## Excerpt to read
====================

# Kia's Surprise



## RickGibbs (Dec 16, 2005)

That must've been fun to clean up.....


----------



## Joe (Apr 9, 2005)

We took her down to a river right after and let her swim for 20 minutes... She looked like new afterwards 
joe


----------



## vrocco1 (Feb 25, 2006)

OMG, what a mess. They sure love water, even if it's mixed with a lot of dirt.


----------



## lilgoldie (Oct 29, 2006)

ha ha ha....... you got to love them...... :


----------



## Brandy's Mom (Oct 5, 2005)

Guess this is why golden owners need "mud rooms"!


----------



## Joe (Apr 9, 2005)

Too bad I do not have any photos from that day, I would definitelly add it to our muddy pictures contest (if we go ahead with it)


----------



## LaurJen (Aug 10, 2006)

Oh I think I would have died! LOL


----------



## Baileysmom (Aug 5, 2006)

====================

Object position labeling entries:
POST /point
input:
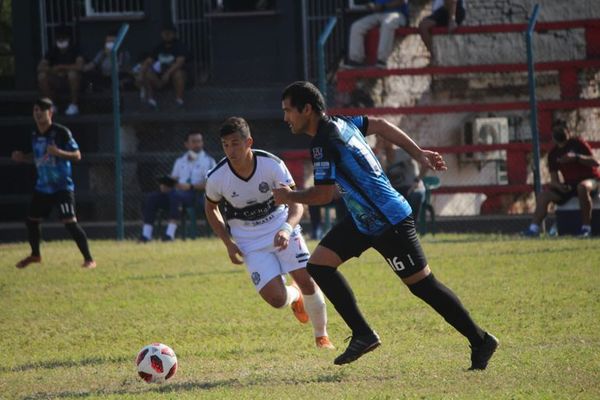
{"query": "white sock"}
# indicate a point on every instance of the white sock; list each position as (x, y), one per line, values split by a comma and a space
(147, 231)
(171, 228)
(293, 294)
(534, 228)
(314, 304)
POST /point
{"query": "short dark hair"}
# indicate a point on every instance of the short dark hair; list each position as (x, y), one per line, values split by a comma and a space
(302, 93)
(235, 125)
(44, 103)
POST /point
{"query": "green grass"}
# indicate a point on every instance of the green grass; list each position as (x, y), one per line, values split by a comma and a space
(68, 333)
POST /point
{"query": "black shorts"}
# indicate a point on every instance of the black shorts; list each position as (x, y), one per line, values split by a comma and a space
(42, 203)
(442, 18)
(399, 245)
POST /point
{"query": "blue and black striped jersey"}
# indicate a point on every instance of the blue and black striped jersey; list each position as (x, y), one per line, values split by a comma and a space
(341, 155)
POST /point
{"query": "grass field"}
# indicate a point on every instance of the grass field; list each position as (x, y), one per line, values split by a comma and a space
(68, 333)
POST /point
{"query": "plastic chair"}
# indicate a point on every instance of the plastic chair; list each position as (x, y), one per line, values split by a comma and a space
(431, 183)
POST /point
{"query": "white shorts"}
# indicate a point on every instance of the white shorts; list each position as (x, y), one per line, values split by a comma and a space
(265, 264)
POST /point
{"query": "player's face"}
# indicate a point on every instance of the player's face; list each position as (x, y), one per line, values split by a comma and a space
(41, 117)
(235, 147)
(297, 121)
(195, 143)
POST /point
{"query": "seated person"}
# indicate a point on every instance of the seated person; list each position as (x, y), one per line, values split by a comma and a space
(180, 189)
(61, 67)
(573, 158)
(166, 64)
(388, 15)
(450, 13)
(98, 72)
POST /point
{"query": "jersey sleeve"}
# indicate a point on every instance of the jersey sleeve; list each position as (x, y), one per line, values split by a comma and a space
(212, 190)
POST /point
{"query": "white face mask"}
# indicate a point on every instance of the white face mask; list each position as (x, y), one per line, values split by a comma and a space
(62, 44)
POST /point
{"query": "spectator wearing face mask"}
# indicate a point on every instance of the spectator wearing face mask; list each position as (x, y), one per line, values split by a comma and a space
(98, 72)
(166, 64)
(61, 69)
(180, 189)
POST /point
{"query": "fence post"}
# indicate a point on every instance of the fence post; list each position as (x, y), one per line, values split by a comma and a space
(117, 130)
(322, 77)
(535, 137)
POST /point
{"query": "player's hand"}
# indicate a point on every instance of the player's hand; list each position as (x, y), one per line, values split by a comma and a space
(433, 160)
(52, 150)
(281, 240)
(280, 195)
(235, 254)
(18, 156)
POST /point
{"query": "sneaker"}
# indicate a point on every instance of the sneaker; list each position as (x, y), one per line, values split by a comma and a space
(167, 238)
(529, 233)
(351, 64)
(584, 233)
(358, 346)
(28, 260)
(152, 103)
(323, 342)
(481, 354)
(298, 307)
(381, 64)
(72, 110)
(89, 264)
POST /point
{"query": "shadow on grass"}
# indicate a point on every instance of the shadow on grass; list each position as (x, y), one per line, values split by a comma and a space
(65, 363)
(181, 275)
(179, 387)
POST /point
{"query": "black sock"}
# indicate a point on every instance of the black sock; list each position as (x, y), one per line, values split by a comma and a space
(336, 288)
(446, 303)
(34, 233)
(80, 238)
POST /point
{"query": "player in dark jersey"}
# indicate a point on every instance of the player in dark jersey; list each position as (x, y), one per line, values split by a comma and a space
(379, 217)
(53, 150)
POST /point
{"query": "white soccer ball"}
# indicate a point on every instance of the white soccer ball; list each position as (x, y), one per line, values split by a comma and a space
(156, 363)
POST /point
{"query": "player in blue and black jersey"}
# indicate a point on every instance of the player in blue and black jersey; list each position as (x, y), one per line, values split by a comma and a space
(379, 217)
(53, 149)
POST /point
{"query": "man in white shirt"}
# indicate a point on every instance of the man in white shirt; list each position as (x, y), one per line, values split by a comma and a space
(254, 230)
(180, 189)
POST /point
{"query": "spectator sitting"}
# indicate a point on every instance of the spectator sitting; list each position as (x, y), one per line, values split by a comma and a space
(98, 72)
(180, 189)
(61, 66)
(573, 158)
(165, 64)
(389, 15)
(450, 13)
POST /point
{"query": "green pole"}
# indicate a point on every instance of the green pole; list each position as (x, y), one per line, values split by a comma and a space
(117, 131)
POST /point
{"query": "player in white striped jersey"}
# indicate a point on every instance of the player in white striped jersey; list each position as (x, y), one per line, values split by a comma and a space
(256, 231)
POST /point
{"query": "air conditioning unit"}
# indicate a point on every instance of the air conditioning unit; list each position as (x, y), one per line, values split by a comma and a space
(485, 131)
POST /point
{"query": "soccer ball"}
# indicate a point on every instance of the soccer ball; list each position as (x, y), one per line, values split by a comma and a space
(156, 363)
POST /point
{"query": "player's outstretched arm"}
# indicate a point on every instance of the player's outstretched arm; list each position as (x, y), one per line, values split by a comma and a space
(217, 223)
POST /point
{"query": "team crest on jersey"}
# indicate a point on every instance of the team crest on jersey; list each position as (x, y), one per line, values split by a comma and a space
(263, 187)
(317, 153)
(255, 278)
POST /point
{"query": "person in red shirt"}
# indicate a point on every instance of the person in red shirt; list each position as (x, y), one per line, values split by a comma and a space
(573, 158)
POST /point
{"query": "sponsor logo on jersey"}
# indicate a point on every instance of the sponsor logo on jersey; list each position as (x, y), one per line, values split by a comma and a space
(263, 187)
(317, 153)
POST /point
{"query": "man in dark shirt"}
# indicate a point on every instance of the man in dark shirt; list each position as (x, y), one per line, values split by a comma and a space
(166, 64)
(573, 158)
(60, 67)
(53, 150)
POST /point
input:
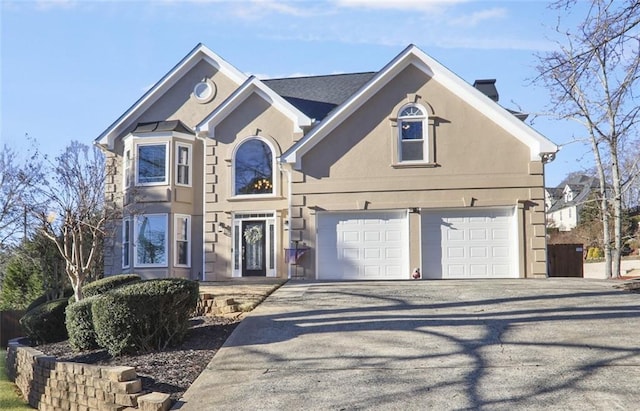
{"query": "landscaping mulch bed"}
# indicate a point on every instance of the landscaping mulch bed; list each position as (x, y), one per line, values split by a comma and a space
(171, 371)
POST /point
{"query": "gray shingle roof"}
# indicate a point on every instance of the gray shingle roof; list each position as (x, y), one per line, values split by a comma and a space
(316, 96)
(582, 187)
(160, 126)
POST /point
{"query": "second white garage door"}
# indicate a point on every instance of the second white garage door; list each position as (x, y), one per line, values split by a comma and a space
(367, 245)
(478, 243)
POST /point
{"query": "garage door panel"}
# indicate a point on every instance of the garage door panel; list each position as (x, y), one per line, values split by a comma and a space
(478, 234)
(455, 252)
(479, 243)
(375, 247)
(455, 235)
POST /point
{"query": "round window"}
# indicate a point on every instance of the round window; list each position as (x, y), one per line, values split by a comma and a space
(204, 91)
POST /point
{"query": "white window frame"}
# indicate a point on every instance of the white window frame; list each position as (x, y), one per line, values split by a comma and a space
(136, 227)
(127, 162)
(187, 165)
(274, 172)
(126, 242)
(425, 133)
(271, 240)
(167, 172)
(177, 219)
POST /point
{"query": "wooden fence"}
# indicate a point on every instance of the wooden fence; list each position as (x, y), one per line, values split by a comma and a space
(10, 326)
(565, 260)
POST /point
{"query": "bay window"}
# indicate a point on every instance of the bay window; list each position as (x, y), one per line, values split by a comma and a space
(150, 246)
(152, 160)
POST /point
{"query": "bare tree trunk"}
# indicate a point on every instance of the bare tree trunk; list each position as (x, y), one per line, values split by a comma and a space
(617, 212)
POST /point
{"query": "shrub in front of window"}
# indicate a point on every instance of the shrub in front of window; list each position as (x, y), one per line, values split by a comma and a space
(144, 316)
(67, 292)
(45, 323)
(103, 285)
(79, 324)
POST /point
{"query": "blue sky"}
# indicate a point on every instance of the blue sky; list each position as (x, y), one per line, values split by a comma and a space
(70, 68)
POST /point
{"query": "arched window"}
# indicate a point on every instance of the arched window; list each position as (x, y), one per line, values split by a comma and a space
(253, 168)
(412, 138)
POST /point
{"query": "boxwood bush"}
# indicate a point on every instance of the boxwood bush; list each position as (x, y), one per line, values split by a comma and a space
(144, 316)
(45, 323)
(67, 292)
(79, 323)
(105, 284)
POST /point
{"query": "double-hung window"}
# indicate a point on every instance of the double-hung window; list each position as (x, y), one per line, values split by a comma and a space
(253, 168)
(126, 165)
(150, 235)
(152, 164)
(182, 229)
(183, 164)
(412, 138)
(126, 243)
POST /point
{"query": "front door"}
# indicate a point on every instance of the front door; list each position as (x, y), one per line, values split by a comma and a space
(253, 248)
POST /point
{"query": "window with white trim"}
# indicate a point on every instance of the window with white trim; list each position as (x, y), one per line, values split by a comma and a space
(183, 164)
(152, 164)
(182, 229)
(150, 248)
(126, 168)
(253, 168)
(412, 134)
(126, 243)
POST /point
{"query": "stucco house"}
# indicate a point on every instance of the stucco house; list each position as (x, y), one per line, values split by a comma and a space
(565, 202)
(368, 175)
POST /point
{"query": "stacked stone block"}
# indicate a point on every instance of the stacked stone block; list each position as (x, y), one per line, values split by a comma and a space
(208, 305)
(51, 385)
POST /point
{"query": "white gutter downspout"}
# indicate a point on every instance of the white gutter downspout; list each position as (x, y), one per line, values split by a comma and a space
(204, 201)
(289, 208)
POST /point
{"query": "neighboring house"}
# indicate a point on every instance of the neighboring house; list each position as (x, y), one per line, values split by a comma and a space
(373, 174)
(565, 202)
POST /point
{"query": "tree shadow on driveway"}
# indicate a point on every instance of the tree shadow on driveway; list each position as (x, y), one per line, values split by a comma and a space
(450, 344)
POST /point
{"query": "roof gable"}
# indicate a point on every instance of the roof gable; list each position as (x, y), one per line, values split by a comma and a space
(253, 86)
(199, 53)
(412, 55)
(317, 96)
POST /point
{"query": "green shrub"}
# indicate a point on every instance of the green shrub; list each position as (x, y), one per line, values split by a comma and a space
(45, 323)
(597, 253)
(68, 292)
(21, 283)
(105, 284)
(79, 323)
(144, 316)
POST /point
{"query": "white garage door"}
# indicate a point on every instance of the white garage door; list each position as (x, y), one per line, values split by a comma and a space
(478, 243)
(367, 245)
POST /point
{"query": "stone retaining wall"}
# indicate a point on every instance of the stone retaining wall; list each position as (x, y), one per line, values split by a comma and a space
(209, 305)
(52, 385)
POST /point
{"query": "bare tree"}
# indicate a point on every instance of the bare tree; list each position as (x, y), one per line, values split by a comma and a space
(593, 79)
(16, 178)
(72, 210)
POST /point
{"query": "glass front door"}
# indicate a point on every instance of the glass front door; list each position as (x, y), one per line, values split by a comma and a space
(253, 248)
(254, 242)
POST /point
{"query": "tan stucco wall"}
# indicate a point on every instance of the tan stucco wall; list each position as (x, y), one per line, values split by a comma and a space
(476, 163)
(177, 103)
(253, 117)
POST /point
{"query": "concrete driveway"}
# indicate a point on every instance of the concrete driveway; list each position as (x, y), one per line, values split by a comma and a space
(479, 344)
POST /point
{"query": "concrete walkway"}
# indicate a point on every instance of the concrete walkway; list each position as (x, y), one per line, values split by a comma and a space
(570, 344)
(596, 270)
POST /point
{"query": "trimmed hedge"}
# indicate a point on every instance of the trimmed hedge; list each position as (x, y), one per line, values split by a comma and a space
(144, 316)
(79, 324)
(68, 292)
(45, 323)
(105, 284)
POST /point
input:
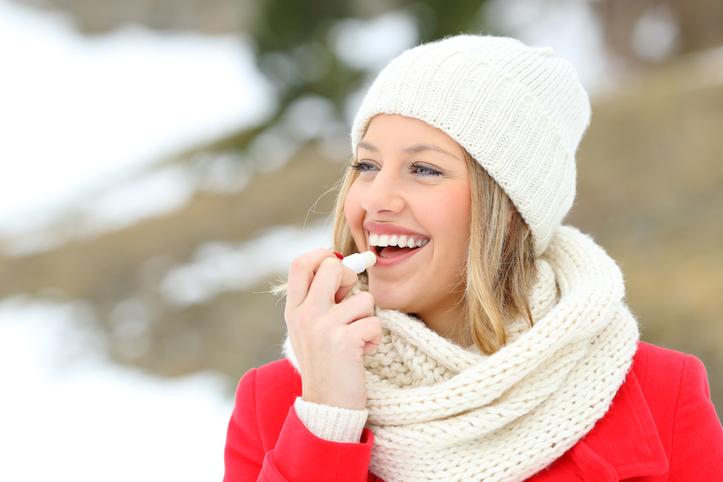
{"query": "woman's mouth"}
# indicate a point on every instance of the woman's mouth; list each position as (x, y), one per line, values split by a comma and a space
(392, 255)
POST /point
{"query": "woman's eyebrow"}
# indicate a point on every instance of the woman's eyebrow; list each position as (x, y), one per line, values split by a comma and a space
(412, 149)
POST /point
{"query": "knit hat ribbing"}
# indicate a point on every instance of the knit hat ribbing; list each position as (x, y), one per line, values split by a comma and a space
(519, 111)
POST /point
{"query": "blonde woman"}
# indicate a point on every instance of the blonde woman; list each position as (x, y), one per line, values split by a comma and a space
(489, 341)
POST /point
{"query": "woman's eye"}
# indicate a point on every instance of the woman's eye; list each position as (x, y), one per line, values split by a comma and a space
(423, 170)
(428, 171)
(361, 166)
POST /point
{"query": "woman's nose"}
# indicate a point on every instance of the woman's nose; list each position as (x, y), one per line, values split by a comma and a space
(384, 193)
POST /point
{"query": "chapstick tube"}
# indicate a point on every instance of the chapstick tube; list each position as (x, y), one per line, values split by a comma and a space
(358, 262)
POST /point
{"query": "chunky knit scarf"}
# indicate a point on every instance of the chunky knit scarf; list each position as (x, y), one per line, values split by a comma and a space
(440, 411)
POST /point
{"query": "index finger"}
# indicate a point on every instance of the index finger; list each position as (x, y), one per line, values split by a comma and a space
(302, 271)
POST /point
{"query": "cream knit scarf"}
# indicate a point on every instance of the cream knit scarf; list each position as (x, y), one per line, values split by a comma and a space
(443, 412)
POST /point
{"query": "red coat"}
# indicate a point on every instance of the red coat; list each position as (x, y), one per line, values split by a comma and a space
(661, 426)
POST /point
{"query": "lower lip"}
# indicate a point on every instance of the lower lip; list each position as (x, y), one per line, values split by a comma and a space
(397, 259)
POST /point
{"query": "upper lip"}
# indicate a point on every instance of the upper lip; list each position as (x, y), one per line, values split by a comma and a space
(389, 228)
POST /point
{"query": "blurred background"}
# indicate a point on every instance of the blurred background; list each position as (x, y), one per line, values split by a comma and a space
(164, 160)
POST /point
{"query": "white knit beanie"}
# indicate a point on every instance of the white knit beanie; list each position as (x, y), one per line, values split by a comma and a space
(519, 111)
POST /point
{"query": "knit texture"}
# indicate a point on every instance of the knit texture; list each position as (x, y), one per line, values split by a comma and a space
(337, 424)
(519, 111)
(440, 411)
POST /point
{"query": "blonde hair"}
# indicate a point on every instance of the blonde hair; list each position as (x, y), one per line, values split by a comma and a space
(500, 268)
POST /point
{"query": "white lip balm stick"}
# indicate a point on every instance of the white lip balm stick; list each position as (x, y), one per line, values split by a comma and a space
(358, 262)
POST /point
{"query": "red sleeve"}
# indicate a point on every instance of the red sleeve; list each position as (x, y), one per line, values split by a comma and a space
(697, 451)
(298, 456)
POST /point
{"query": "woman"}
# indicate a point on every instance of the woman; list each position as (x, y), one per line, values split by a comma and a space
(499, 346)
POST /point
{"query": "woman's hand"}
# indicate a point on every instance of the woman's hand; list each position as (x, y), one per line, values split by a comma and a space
(330, 338)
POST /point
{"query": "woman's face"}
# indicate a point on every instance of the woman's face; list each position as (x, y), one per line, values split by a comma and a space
(413, 178)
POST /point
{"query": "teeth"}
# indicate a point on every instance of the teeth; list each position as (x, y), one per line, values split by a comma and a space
(401, 240)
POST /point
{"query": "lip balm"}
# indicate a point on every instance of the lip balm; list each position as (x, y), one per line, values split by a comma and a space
(358, 262)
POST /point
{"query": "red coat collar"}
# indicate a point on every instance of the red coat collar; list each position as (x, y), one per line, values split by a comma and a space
(625, 442)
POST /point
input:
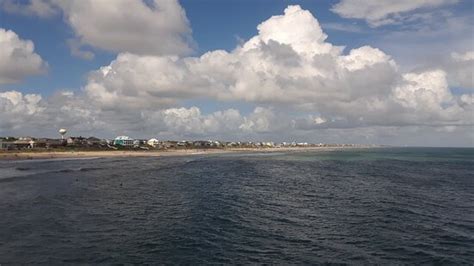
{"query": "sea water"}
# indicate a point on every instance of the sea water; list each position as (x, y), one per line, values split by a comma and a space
(384, 205)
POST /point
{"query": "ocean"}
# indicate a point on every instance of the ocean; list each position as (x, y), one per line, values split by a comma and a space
(357, 206)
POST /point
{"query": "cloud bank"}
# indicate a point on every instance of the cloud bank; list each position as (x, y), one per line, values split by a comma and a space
(296, 80)
(17, 58)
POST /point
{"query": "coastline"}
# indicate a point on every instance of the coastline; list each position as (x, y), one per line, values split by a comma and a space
(31, 155)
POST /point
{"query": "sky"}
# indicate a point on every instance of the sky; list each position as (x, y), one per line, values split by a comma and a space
(339, 71)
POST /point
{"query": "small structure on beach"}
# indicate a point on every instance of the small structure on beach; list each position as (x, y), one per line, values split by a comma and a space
(125, 141)
(153, 142)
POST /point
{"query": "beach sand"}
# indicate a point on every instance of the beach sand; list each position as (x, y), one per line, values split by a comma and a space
(25, 155)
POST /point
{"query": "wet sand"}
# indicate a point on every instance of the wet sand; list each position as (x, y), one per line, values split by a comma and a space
(25, 155)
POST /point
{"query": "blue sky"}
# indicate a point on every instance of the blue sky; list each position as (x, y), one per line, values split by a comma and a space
(414, 37)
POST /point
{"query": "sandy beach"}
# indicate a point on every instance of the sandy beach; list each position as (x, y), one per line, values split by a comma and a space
(30, 155)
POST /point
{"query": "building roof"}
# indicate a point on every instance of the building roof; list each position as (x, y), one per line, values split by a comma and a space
(123, 138)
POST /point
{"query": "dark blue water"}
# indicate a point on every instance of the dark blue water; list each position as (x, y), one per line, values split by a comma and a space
(381, 206)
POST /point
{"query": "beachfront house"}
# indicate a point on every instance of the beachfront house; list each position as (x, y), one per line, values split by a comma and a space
(153, 142)
(124, 141)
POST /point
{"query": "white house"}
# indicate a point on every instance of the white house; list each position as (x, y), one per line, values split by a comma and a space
(153, 142)
(123, 141)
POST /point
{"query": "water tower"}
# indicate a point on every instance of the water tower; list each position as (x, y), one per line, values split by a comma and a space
(62, 132)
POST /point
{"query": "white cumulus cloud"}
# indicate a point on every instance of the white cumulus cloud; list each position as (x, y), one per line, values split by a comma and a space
(18, 59)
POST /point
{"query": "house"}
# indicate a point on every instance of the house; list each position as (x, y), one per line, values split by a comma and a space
(125, 141)
(93, 141)
(153, 142)
(76, 141)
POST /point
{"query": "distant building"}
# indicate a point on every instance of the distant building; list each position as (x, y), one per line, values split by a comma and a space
(153, 142)
(125, 141)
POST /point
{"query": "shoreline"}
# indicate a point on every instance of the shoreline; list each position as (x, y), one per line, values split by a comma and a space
(31, 155)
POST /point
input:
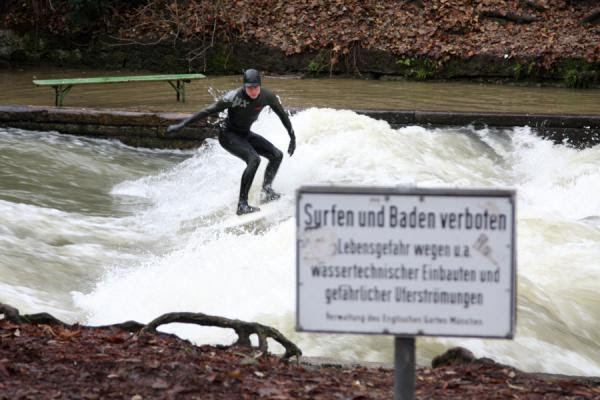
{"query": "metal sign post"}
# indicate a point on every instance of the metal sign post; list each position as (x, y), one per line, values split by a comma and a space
(406, 262)
(404, 368)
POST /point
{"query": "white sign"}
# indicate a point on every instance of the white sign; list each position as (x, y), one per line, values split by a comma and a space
(406, 261)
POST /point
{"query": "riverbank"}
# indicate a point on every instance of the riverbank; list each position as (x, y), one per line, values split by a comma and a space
(51, 361)
(148, 129)
(499, 41)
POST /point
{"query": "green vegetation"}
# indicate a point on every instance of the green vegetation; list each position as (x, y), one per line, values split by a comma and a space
(419, 68)
(579, 74)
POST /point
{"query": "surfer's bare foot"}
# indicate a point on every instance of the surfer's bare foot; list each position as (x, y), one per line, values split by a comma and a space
(268, 194)
(244, 208)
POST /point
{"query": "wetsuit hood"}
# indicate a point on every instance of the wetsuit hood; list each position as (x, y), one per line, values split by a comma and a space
(251, 78)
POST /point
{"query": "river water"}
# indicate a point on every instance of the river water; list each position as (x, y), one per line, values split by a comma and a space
(98, 232)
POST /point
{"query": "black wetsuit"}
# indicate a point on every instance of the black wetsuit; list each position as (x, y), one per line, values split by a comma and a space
(237, 138)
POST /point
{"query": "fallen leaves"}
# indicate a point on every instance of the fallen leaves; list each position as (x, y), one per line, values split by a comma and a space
(456, 27)
(93, 364)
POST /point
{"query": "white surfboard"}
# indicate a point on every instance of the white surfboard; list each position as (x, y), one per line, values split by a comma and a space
(252, 220)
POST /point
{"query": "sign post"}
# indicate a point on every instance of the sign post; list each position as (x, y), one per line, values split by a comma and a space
(406, 262)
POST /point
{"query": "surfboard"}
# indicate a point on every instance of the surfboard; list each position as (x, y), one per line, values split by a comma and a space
(250, 221)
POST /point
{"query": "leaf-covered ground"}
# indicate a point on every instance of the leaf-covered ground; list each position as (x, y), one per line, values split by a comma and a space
(539, 31)
(53, 362)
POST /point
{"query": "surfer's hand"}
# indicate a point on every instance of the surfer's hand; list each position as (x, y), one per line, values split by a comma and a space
(292, 146)
(173, 128)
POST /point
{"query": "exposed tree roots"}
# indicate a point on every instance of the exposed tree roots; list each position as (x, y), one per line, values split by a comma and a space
(243, 329)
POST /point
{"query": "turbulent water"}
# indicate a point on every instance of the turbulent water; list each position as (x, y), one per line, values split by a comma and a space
(98, 232)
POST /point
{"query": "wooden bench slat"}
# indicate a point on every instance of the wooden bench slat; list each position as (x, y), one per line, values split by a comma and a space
(116, 79)
(62, 86)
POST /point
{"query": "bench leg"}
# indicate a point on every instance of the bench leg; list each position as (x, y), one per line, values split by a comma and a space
(179, 87)
(60, 92)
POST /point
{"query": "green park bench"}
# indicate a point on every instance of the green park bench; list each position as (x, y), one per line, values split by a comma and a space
(62, 86)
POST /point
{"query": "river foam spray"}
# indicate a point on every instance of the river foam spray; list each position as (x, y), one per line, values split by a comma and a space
(250, 273)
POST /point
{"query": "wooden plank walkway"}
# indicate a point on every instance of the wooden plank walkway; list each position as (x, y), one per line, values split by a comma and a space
(63, 86)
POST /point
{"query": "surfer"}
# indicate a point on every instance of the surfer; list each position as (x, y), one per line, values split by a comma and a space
(243, 106)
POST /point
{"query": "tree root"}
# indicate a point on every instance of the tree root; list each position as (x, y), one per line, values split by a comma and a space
(243, 329)
(534, 5)
(593, 17)
(509, 16)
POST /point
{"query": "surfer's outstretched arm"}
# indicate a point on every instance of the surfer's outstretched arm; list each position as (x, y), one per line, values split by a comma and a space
(214, 108)
(285, 120)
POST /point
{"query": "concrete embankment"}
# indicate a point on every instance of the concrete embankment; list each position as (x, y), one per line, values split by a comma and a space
(147, 129)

====================

## What you will do
Please repeat, word for word, the portion of the forum thread above between "Guess this is" and "ahead with it)", inclusive.

## Written answer
Guess this is why golden owners need "mud rooms"!


----------



## Joe (Apr 9, 2005)

Too bad I do not have any photos from that day, I would definitelly add it to our muddy pictures contest (if we go ahead with it)